— What you should do —
In the material below, find the line that contains "positive clicks: (198, 196) (177, 320)" and the line that contains "box: [125, 105, 303, 405]", then write out exactly those two lines and everything between them.

— Data supplied —
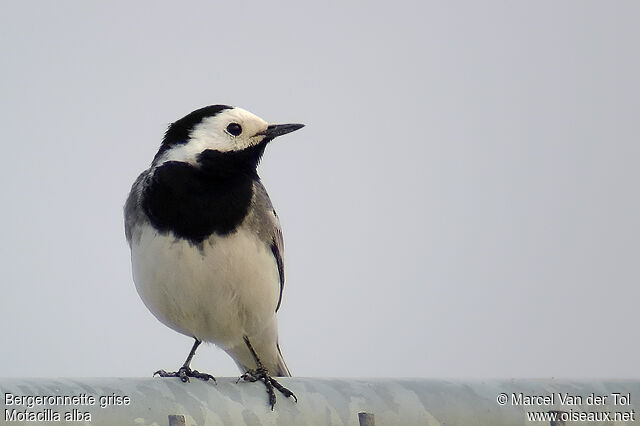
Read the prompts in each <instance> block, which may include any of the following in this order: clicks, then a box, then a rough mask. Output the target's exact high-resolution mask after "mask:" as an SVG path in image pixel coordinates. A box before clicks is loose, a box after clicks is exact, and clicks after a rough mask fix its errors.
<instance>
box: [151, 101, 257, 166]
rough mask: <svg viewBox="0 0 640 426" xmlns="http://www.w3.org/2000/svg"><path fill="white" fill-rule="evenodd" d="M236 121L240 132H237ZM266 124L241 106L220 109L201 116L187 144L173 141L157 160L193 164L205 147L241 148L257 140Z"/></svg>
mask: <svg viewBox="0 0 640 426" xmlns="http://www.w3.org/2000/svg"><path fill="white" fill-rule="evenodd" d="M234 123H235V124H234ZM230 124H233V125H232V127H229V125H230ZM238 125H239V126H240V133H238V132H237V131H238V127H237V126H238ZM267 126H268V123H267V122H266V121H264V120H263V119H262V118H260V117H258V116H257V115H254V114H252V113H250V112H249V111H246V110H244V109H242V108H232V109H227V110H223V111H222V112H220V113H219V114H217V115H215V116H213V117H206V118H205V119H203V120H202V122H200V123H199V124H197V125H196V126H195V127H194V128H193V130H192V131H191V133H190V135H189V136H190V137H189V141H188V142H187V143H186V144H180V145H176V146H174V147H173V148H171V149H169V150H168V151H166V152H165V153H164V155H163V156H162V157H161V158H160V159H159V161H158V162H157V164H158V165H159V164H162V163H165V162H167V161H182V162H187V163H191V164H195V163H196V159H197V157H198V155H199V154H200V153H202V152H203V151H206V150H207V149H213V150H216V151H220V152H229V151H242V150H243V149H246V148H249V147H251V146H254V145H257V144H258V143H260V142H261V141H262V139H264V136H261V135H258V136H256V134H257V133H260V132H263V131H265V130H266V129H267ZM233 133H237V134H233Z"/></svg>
---
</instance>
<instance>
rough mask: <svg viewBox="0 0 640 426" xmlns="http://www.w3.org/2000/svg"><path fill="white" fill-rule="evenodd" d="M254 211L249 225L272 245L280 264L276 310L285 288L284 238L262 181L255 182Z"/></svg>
==
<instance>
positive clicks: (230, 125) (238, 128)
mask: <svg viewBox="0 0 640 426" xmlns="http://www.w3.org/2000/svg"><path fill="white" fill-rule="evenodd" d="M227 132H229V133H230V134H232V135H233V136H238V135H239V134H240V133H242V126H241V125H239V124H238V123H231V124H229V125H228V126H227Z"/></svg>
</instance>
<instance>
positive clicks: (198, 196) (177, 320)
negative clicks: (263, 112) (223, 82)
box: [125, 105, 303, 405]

— Task response —
positive clicks: (198, 196) (177, 320)
negative clicks: (263, 112) (223, 82)
box: [125, 105, 303, 405]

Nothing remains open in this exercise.